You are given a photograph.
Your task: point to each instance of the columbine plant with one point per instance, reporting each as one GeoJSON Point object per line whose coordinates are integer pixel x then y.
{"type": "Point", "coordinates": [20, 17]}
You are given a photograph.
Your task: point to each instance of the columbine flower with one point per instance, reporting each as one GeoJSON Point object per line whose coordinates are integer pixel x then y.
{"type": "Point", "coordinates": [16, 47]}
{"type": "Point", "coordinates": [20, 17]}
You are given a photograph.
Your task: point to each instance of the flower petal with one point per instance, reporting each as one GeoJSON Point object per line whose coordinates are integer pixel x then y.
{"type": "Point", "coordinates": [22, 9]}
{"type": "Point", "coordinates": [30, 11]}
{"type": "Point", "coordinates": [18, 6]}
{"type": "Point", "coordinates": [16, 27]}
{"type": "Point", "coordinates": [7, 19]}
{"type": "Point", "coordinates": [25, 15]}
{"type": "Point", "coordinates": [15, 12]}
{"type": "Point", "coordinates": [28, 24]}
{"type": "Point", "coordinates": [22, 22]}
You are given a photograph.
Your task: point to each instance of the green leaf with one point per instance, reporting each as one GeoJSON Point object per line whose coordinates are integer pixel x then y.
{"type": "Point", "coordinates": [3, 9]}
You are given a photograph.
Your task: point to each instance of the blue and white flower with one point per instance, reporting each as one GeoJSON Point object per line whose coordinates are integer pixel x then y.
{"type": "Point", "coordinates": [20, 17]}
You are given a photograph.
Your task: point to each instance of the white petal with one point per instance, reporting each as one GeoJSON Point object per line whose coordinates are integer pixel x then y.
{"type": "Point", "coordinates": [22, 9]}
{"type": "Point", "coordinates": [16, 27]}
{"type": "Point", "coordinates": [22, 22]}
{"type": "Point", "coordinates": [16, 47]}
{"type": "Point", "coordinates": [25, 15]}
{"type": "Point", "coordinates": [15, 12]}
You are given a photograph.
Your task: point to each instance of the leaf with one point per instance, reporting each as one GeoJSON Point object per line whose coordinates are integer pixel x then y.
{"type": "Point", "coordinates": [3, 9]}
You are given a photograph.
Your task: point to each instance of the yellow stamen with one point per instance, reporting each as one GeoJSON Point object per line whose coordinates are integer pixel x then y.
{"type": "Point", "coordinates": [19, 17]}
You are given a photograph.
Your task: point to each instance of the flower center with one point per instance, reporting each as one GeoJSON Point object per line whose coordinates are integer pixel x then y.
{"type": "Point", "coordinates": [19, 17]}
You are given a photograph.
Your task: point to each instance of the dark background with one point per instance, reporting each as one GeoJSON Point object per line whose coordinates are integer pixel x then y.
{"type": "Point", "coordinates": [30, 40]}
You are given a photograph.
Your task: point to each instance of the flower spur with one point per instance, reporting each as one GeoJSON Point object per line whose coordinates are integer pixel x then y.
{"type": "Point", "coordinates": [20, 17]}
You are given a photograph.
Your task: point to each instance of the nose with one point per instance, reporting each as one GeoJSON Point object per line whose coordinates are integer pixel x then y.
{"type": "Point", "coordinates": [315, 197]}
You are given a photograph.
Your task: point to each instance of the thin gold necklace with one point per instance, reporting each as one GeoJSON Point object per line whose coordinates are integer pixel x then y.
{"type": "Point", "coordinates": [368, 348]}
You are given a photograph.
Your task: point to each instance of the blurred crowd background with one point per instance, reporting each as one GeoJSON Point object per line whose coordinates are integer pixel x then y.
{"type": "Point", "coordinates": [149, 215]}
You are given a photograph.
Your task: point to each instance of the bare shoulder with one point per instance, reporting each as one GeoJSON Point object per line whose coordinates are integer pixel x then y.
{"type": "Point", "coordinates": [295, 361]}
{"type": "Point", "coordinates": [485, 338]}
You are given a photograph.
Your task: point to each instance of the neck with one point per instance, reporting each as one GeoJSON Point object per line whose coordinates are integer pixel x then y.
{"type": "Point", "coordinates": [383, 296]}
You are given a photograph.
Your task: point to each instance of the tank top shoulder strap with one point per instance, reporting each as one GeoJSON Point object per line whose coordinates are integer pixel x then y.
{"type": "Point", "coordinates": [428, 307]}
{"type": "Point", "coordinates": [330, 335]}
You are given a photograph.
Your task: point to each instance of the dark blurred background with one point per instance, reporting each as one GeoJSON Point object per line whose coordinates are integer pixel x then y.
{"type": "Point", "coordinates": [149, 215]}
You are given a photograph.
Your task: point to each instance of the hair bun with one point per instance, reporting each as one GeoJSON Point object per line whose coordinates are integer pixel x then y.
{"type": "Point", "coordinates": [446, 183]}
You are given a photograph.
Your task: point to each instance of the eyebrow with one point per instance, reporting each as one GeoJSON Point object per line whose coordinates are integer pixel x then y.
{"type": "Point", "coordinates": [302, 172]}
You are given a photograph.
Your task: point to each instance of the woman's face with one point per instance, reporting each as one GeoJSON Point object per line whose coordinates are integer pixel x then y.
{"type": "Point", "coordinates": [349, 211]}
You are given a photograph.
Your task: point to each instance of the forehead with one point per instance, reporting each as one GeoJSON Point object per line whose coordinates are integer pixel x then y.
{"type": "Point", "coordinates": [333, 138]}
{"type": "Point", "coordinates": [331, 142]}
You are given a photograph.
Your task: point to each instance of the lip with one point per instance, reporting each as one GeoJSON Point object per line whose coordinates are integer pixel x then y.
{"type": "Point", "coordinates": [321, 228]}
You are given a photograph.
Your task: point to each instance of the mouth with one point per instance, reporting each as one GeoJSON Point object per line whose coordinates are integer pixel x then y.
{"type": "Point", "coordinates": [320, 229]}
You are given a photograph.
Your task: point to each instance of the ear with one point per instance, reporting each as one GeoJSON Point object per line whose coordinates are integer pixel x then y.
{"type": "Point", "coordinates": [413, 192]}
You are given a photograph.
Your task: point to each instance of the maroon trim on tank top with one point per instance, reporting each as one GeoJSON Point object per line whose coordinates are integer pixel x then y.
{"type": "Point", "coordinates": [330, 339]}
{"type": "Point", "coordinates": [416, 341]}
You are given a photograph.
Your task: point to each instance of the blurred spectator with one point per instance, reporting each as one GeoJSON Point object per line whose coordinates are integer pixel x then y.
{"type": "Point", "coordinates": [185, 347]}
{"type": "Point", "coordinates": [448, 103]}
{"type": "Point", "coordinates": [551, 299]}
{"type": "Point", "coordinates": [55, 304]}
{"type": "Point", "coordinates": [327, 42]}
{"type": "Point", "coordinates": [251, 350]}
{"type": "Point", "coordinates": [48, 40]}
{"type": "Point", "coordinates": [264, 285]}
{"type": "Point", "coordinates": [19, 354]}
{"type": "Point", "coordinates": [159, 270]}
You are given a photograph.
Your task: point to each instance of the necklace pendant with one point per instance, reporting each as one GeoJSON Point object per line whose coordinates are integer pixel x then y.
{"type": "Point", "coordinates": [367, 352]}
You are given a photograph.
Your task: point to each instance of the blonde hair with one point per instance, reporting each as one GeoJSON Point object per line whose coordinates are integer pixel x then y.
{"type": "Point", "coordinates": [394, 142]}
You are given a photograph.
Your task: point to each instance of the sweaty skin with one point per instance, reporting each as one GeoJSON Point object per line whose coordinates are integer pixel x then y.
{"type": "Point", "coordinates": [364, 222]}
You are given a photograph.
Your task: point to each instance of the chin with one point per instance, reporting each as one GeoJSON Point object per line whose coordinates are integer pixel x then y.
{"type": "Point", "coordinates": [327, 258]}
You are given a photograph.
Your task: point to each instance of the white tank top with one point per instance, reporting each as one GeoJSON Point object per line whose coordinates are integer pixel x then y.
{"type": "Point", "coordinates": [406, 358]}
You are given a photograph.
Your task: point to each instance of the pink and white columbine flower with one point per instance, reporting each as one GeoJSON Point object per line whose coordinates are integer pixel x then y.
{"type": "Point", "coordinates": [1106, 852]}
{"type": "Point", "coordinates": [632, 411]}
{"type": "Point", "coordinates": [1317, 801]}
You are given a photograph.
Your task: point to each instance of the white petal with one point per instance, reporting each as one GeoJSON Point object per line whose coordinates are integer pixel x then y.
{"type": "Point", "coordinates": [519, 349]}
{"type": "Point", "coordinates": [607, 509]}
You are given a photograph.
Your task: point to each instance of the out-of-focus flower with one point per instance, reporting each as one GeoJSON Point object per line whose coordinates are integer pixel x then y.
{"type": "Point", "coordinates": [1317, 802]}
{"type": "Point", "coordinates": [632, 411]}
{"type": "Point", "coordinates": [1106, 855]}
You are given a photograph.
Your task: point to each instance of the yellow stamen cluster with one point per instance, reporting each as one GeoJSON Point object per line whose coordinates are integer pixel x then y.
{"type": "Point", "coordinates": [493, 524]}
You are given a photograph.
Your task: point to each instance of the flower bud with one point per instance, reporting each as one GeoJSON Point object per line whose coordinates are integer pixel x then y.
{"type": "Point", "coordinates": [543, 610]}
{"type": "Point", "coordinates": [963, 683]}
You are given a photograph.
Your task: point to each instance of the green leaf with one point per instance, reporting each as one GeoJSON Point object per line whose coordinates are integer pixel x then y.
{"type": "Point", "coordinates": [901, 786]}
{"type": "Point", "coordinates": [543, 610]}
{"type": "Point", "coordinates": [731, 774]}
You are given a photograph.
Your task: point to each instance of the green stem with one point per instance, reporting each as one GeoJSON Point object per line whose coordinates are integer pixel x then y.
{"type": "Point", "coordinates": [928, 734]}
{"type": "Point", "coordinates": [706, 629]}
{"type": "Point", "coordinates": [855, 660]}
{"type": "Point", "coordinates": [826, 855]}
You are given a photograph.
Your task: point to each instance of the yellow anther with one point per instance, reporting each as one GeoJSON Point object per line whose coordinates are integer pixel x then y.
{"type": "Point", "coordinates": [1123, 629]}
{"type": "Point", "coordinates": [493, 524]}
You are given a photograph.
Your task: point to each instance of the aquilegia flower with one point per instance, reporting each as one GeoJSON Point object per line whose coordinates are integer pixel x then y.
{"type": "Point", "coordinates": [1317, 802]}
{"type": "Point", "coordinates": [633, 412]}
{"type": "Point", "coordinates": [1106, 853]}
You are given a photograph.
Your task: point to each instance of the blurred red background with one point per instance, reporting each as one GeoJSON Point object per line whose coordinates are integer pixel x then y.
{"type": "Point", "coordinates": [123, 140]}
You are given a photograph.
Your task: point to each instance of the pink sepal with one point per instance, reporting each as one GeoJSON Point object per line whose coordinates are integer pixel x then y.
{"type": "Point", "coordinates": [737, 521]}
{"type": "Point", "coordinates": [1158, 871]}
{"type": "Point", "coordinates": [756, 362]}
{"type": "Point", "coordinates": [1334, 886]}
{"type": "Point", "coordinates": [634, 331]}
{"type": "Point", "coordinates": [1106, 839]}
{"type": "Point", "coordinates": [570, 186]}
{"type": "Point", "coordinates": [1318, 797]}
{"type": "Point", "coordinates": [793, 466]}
══════════
» **What to do**
Find each line in the material above that contains the word "dark" and copy those lines. Matching is case-sensitive.

» **Exercise result**
Your task: point to each instance of the dark background with one point per instance, reporting each as one GeoJSON Point object per line whose coordinates are integer pixel x then y.
Your task: point to each instance of the dark blurred background with one point per instance, reporting each as one GeoJSON Point object per line whose coordinates are integer pixel x then y.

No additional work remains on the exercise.